(Beginning of SUPPLIED DATA)

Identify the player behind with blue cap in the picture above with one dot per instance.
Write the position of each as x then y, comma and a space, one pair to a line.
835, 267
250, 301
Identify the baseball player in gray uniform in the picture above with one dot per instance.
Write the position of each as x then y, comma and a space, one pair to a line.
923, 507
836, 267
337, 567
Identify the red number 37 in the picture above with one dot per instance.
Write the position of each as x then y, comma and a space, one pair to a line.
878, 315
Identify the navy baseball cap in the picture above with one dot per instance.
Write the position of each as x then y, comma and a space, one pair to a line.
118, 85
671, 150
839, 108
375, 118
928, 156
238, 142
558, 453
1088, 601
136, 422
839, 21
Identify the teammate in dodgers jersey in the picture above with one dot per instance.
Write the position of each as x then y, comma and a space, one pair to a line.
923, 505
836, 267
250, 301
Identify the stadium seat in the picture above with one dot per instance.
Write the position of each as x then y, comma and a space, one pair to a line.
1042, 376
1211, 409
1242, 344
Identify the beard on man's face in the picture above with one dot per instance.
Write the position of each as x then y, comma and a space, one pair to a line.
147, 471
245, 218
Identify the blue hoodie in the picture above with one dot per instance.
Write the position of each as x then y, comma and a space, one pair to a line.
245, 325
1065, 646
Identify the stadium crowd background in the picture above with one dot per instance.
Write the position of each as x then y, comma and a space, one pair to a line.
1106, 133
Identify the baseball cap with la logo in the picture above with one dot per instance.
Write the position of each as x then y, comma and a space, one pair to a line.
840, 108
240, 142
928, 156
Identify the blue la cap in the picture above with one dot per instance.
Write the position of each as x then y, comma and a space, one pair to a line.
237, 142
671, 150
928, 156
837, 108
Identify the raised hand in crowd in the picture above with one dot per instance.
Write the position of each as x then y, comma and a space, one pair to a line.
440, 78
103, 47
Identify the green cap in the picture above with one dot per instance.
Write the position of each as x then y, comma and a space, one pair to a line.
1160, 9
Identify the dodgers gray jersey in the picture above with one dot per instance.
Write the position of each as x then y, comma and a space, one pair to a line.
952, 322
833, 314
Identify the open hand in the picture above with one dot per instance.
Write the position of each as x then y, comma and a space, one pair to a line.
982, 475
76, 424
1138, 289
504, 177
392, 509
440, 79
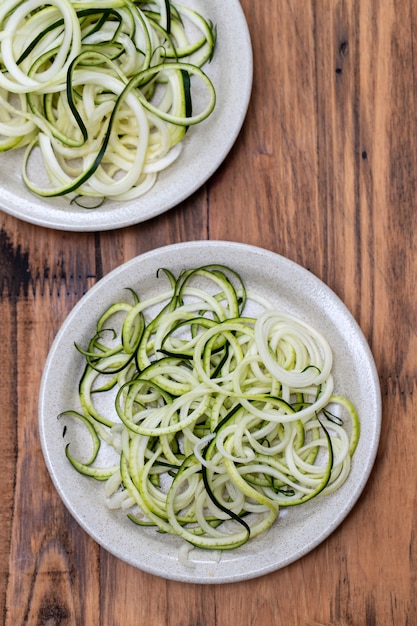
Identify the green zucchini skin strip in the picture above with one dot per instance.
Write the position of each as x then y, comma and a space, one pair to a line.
212, 445
120, 49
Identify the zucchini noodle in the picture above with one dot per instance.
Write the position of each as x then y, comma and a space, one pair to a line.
100, 93
215, 419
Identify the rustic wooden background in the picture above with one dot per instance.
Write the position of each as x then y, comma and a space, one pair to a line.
324, 172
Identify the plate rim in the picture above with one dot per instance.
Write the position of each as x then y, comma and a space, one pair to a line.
29, 208
263, 568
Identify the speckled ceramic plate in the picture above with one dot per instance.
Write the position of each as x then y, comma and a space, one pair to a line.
204, 148
298, 529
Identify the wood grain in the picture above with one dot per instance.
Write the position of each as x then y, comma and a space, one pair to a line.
324, 172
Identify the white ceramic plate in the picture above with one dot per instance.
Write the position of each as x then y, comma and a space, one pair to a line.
299, 529
204, 149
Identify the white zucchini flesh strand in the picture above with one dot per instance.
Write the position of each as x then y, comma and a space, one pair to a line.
210, 450
66, 48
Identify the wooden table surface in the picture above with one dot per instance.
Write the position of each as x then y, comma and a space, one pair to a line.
323, 172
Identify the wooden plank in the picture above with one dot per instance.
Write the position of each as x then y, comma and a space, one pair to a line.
323, 172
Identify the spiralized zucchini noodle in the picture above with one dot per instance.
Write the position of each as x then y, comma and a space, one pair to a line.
99, 93
216, 419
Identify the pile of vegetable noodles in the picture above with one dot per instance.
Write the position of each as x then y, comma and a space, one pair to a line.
100, 91
217, 419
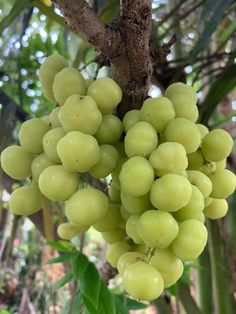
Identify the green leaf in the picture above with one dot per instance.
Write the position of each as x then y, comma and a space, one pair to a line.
79, 264
90, 284
210, 27
17, 8
62, 246
61, 282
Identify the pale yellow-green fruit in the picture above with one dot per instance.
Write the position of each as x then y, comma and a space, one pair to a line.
159, 112
135, 204
194, 207
50, 67
115, 251
130, 119
170, 267
216, 209
25, 200
157, 228
54, 119
31, 135
67, 230
16, 162
114, 235
185, 107
217, 145
78, 152
110, 221
108, 160
50, 141
201, 181
38, 164
109, 130
57, 184
185, 132
191, 240
131, 229
67, 82
80, 113
169, 157
136, 176
86, 207
181, 88
170, 192
126, 259
106, 92
142, 281
223, 183
140, 140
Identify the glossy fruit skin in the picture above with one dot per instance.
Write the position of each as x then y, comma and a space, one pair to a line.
126, 259
157, 228
38, 164
185, 132
136, 176
170, 267
216, 209
140, 140
115, 251
142, 281
16, 162
57, 184
79, 152
217, 145
50, 67
50, 140
106, 92
170, 192
108, 160
86, 207
110, 130
223, 183
25, 200
169, 157
31, 135
80, 113
67, 230
191, 240
158, 112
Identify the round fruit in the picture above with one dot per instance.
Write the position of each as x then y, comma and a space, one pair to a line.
80, 113
157, 228
106, 93
86, 207
16, 162
170, 192
58, 184
158, 112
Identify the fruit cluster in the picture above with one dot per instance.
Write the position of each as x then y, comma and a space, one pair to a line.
167, 175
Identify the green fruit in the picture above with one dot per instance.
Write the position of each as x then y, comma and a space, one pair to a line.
142, 281
170, 192
157, 228
16, 162
86, 207
58, 184
158, 112
80, 113
191, 240
31, 135
106, 93
140, 140
136, 176
78, 152
67, 82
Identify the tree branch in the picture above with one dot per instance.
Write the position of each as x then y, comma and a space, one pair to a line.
83, 21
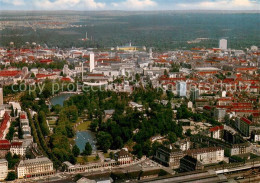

(End of SUPPLIED DATA)

• **EXERCISE GOAL**
Which of the lines above carry the string "player"? Pick them out and copy them.

• **ANSWER TO THIS PROBLEM**
Identify the player behind with blue cap in the picture above with one dot per instance.
Identify the baseball player in gray uniform in the picture above with one dot per instance.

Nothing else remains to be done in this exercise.